Kleinkunst-Schaffende sind in den Corona-Jahren zum Teil hart gebeutelt worden – wie ist es dem „RimSinger“-Chor ergangen?

Die Maßnahmen haben uns schon stark zu schaffen gemacht, denn gemeinsames Singen war so ziemlich das letzte, was freigegeben wurde. Wir haben versucht, über Videokonferenzen Gesangsproben abzuhalten. Das ging aber völlig schief, weil die Laufzeitverzögerungen der Stimmen durchs Internet ein harmonisches Gestalten unmöglich machten. Gemeinsames Lachen war aber möglich – und das war es dann. Wir waren alle gespannt, wie es weitergehen kann mit uns. Die Lösungen kamen von selbst: Das nächste anstehende Geburtstagsständchen haben wir mit entsprechenden Abständen untereinander im Garten des Jubilars dargeboten. Das wiederholte sich. Und so konnten wir auch den musikalischen Kontakt halten. Unser Ziel war immer, weiterzumachen.

Was für einem starken Zusammenhalt spricht. Greift der auch bei Entscheidungen?

Wir versuchen ständig, so etwas wie eine Basis-Demokratie im Chor aufrechtzuerhalten, vor allem mit einer flachen Hierarchie. Als Vorsitzender versuche ich zusammen mit der musikalischen Leiterin Rebecca Landinger, alle Chormitglieder mitzunehmen, wie bei der Programmgestaltung. Aber oftmals erleben wir die Situationen, dass alle froh sind, wenn einer sagt, wo’s lang geht. (Lachend) Ich muss eh bei den Auftritten immer die Ansagen machen…

… die laut Konzertkritiken begeistert vom Publikum aufgenommen werden…

…das war ein schleichender Prozess, die Moderationen zu übernehmen. Anfangs hatte ich mir kurze Notizen auf einen Bierdeckel gemacht. Mittlerweile spreche ich meine vorformulierten Texte mit dem Chor ab und präsentiere sie auf der Bühne wortgenau. Was ich eigentlich so nie wollte – eher cooler bleiben und Spontanes von mir geben, war mein Ziel. (Schmunzelnd) Aber es läuft es eigentlich immer recht gut.

## Aufgabe A
Fasse den Absatz des Chor-Interviews, der mit „Die Maßnahmen haben uns“ beginnt, als kurze Stichpunktliste zusammen, ohne seine wesentlichen Fakten zu verlieren.
## Aufgabe B
Schreibe das Interview über den „RimSinger“-Chor im Anschluss an seinen letzten Satz fort.
Das Material hat hiermit nichts zu tun.

## Materialsammlung

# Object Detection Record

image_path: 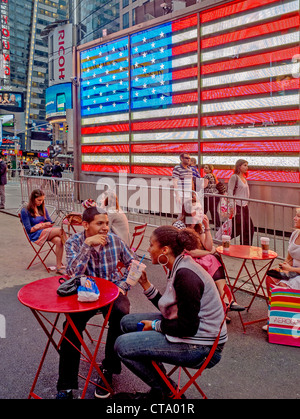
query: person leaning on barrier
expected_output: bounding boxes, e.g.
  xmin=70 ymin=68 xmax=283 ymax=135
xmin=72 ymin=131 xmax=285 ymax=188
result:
xmin=173 ymin=200 xmax=245 ymax=320
xmin=266 ymin=208 xmax=300 ymax=290
xmin=115 ymin=226 xmax=227 ymax=401
xmin=21 ymin=189 xmax=65 ymax=275
xmin=228 ymin=159 xmax=254 ymax=246
xmin=0 ymin=156 xmax=7 ymax=209
xmin=103 ymin=191 xmax=130 ymax=246
xmin=172 ymin=153 xmax=194 ymax=216
xmin=203 ymin=164 xmax=221 ymax=227
xmin=52 ymin=161 xmax=64 ymax=178
xmin=56 ymin=206 xmax=133 ymax=399
xmin=43 ymin=159 xmax=53 ymax=177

## Antwort A
- Die Corona-Maßnahmen setzten dem Chor stark zu, da gemeinsames Singen erst als eines der letzten Dinge wieder erlaubt wurde.
- Gesangsproben per Videokonferenz scheiterten, weil die Laufzeitverzögerungen im Internet harmonisches Singen unmöglich machten; nur gemeinsames Lachen funktionierte.
- Als Lösung sang der Chor Geburtstagsständchen mit Abstand im Garten der Jubilare, und das wiederholte sich.
- So blieb der musikalische Kontakt erhalten; das Ziel war immer, weiterzumachen.

## Antwort B
Ist es dem geschuldet, dass Sie Lehrer sind?

Das hilft mir sicherlich. Das Unterrichten im Klassenzimmer mit den Schülern als Publikum hat seine Reize, ist aber eine völlig andere Welt. Die ersten Erfahrungen, frei vor Gruppen zu sprechen, habe ich als Schlossführer auf Herrenchiemsee während meines Studiums gemacht. Da habe ich gelernt, wie man Emotionen der Besucher bewegen und lenken kann.

Was Ihnen bei den RimSinger wohl ständig gelingt. Welcher Auftritt in den 20 Jahren ist besonders im Gedächtnis?

Nach einem Konzert in der ungarischen Gemeinde Sukoro am Velencer See – mit der Rimsting eine Städtepartnerschaft pflegt – hatte uns der Bürgermeister mit weiteren Gästen in sein Haus eingeladen. Aufgrund seines Germanistikstudiums sprach er Deutsch. Es war ein lauer Sommerabend, wir standen im Mondschein auf der Terrasse, mit Blick auf den Velencer See.

In diese Stimmung hinein haben wir „Only You“ von den Flying Pickets gesungen. Dieses Gefühl war unglaublich für mich, nicht nur musikalisch eins der schönsten Momente in meinem Leben.

Gab es nochmal vergleichbare Situationen?

Da reihen sich schon viele ein wie zum Beispiel in den beiden ausverkauften Konzerten im Ballhaus Rosenheim. Wenn beim jeweils letzten Lied unsere Andrea mit ihrem unglaublichen Sopran „Thank You For The Music“ von Abba anstimmt. Wenn du da mittendrin stehst, deine Leute hörst, selbst mitsingst – da hebst du ab…

… und das Publikum schwebt mit. Wie lässt sich ein solch hohes Niveau erreichen?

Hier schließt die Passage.